Written exercise: Copy the lines of the items below word for word, starting at the line that contains "point: green tree" and stopping after the line that contains "column 137, row 275".

□ □ □ □

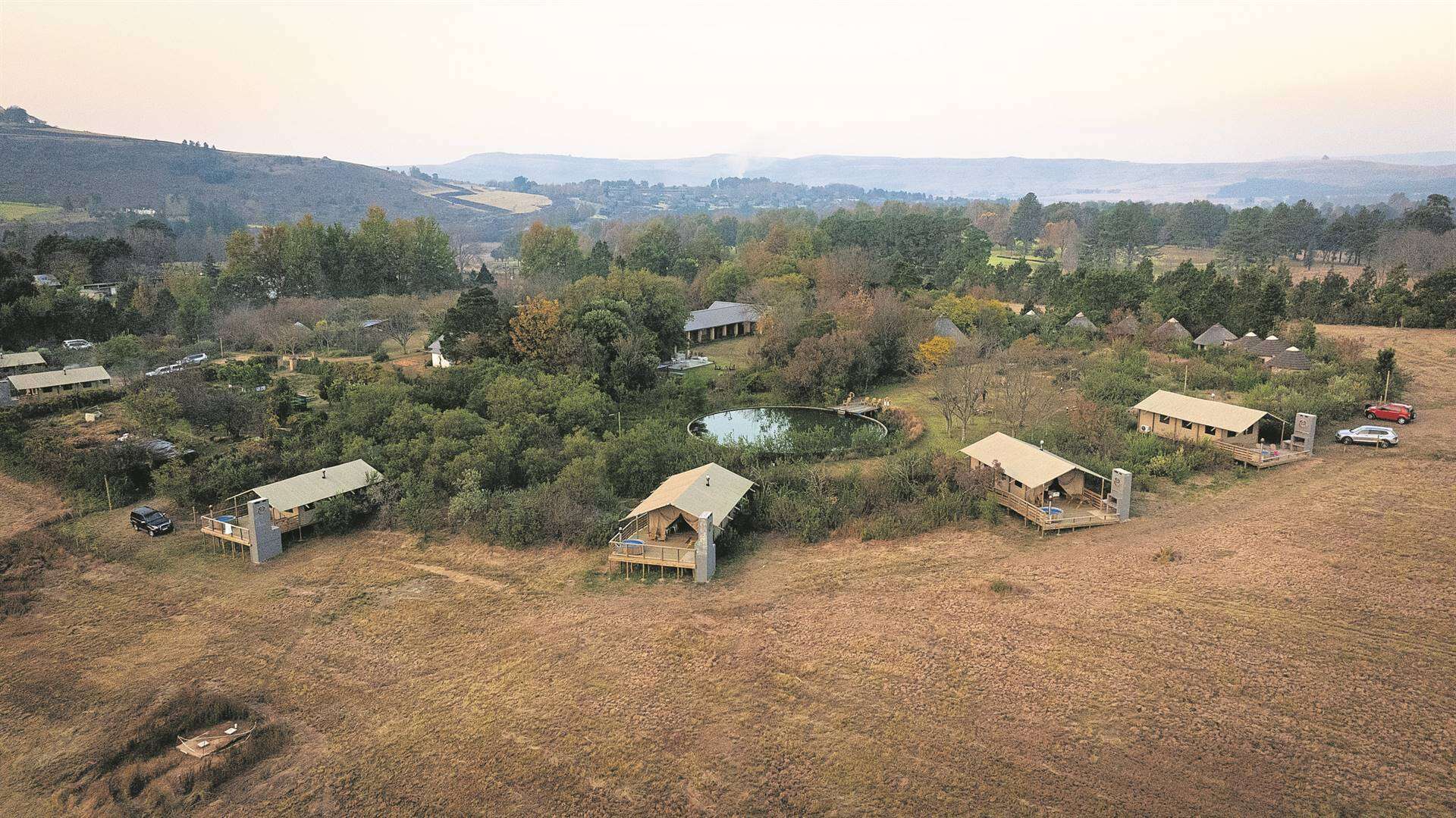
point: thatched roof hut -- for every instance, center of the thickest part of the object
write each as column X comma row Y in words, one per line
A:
column 1168, row 332
column 1216, row 335
column 1126, row 328
column 1291, row 359
column 1081, row 322
column 1270, row 346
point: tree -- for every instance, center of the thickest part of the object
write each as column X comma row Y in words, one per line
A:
column 1128, row 227
column 118, row 349
column 1025, row 395
column 551, row 252
column 478, row 316
column 1027, row 221
column 1435, row 216
column 960, row 386
column 538, row 331
column 934, row 351
column 400, row 316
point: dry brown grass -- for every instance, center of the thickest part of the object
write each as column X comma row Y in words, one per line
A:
column 509, row 199
column 1168, row 256
column 1298, row 657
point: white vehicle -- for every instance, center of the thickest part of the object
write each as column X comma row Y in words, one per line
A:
column 1379, row 436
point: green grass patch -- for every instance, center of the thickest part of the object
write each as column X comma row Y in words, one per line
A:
column 25, row 210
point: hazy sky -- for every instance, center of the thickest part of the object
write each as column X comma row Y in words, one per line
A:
column 397, row 83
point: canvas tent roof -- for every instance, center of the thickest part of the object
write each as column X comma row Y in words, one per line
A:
column 1081, row 322
column 315, row 487
column 699, row 490
column 1216, row 335
column 58, row 378
column 946, row 328
column 11, row 360
column 1269, row 346
column 1125, row 328
column 1291, row 359
column 1169, row 329
column 721, row 313
column 1199, row 411
column 1248, row 343
column 1021, row 460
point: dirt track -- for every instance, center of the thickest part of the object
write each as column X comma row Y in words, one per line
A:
column 1299, row 657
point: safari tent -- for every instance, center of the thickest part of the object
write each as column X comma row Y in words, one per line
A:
column 58, row 381
column 1216, row 335
column 1291, row 360
column 1226, row 427
column 1269, row 348
column 258, row 517
column 946, row 328
column 1081, row 322
column 1247, row 344
column 1168, row 332
column 1047, row 490
column 677, row 525
column 721, row 319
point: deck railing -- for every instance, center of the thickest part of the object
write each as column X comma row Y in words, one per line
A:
column 1261, row 456
column 1044, row 520
column 648, row 550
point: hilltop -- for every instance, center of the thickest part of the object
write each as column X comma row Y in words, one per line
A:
column 1071, row 180
column 102, row 172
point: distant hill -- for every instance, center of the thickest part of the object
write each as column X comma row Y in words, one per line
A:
column 102, row 172
column 1076, row 180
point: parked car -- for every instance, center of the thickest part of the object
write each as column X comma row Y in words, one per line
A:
column 1400, row 412
column 1379, row 436
column 150, row 520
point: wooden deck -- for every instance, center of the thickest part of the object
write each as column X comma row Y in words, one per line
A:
column 234, row 533
column 1261, row 457
column 632, row 546
column 1081, row 512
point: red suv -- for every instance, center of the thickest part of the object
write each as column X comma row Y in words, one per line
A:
column 1398, row 412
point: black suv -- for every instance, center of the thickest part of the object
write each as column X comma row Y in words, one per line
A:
column 150, row 520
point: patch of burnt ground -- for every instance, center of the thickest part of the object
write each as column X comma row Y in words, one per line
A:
column 136, row 767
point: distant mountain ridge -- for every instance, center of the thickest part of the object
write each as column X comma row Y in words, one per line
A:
column 41, row 163
column 1076, row 180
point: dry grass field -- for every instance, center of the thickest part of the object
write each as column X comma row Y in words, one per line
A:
column 1296, row 657
column 1168, row 256
column 509, row 199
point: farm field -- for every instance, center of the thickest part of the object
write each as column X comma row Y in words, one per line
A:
column 1168, row 256
column 1299, row 655
column 25, row 210
column 513, row 201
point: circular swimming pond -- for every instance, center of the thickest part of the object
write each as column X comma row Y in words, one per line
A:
column 789, row 430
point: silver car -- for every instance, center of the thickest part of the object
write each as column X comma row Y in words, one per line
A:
column 1379, row 436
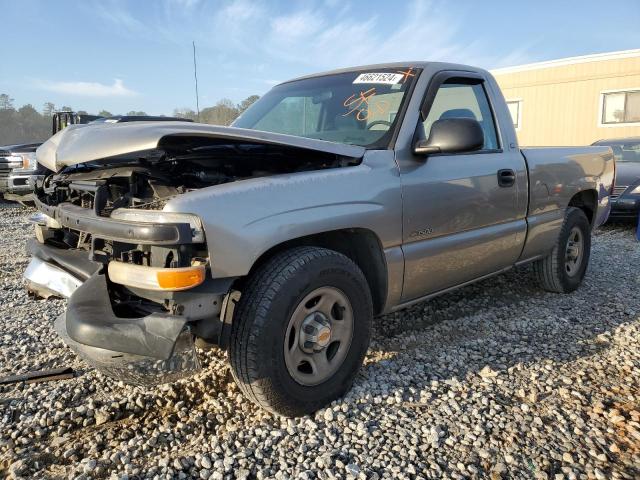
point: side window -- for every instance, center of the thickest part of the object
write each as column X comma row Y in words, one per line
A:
column 458, row 100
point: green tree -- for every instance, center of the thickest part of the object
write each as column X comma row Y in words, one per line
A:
column 6, row 102
column 185, row 113
column 222, row 113
column 48, row 109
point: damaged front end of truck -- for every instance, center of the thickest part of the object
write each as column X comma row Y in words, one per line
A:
column 137, row 275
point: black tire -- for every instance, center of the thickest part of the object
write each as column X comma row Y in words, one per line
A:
column 260, row 323
column 551, row 271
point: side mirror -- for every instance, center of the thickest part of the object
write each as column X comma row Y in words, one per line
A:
column 451, row 135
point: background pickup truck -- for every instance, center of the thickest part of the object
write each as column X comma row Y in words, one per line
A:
column 334, row 198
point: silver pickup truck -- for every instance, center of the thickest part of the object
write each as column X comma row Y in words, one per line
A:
column 335, row 198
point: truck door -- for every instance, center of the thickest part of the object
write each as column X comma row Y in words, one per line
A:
column 464, row 213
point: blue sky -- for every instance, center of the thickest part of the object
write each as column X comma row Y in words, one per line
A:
column 136, row 55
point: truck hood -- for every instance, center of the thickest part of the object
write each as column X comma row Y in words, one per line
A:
column 83, row 143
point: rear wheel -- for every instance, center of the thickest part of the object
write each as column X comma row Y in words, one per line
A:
column 301, row 330
column 563, row 270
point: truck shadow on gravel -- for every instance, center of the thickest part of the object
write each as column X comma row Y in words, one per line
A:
column 508, row 320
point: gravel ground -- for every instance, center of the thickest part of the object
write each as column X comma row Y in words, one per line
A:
column 497, row 380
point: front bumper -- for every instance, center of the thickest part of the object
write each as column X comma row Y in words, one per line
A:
column 22, row 182
column 144, row 233
column 156, row 348
column 56, row 272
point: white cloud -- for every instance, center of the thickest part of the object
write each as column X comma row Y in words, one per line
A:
column 330, row 37
column 305, row 23
column 88, row 89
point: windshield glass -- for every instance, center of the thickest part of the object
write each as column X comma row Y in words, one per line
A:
column 627, row 152
column 358, row 108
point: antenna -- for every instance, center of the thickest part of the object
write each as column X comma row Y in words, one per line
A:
column 195, row 76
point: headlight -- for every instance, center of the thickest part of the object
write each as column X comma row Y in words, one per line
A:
column 152, row 278
column 28, row 160
column 158, row 216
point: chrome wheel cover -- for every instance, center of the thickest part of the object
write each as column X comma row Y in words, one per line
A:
column 318, row 336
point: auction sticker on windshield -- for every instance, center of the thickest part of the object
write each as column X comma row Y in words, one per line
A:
column 386, row 78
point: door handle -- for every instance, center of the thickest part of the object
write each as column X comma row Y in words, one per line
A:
column 506, row 177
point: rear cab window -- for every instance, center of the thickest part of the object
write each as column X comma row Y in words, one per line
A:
column 458, row 99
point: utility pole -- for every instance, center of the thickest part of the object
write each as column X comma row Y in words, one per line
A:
column 195, row 76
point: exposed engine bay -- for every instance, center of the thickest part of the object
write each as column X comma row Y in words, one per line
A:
column 128, row 190
column 180, row 164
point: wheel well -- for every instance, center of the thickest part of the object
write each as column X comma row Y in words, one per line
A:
column 585, row 200
column 362, row 246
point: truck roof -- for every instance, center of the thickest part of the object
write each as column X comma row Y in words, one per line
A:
column 414, row 64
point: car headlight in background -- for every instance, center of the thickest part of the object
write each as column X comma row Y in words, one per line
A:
column 28, row 160
column 158, row 216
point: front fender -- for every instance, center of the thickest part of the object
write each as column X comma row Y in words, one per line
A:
column 244, row 219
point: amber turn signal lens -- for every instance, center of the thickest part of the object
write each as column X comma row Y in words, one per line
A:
column 180, row 278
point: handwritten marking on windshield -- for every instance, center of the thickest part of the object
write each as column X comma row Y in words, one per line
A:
column 360, row 104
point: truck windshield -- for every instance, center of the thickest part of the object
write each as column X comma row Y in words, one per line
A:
column 358, row 108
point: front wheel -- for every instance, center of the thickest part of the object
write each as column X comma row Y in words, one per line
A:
column 301, row 330
column 563, row 270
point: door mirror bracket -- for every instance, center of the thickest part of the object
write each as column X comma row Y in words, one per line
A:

□ □ □ □

Output for this exercise:
point: green tree -- for every instance, center of the thickest part of the object
write each as column X comma row Y in words, one per line
A:
column 6, row 102
column 185, row 113
column 222, row 113
column 48, row 109
point: damaged front end of truck -- for every instance, center of the thickest part of the object
write each as column X comma row Y in words, one per line
A:
column 137, row 275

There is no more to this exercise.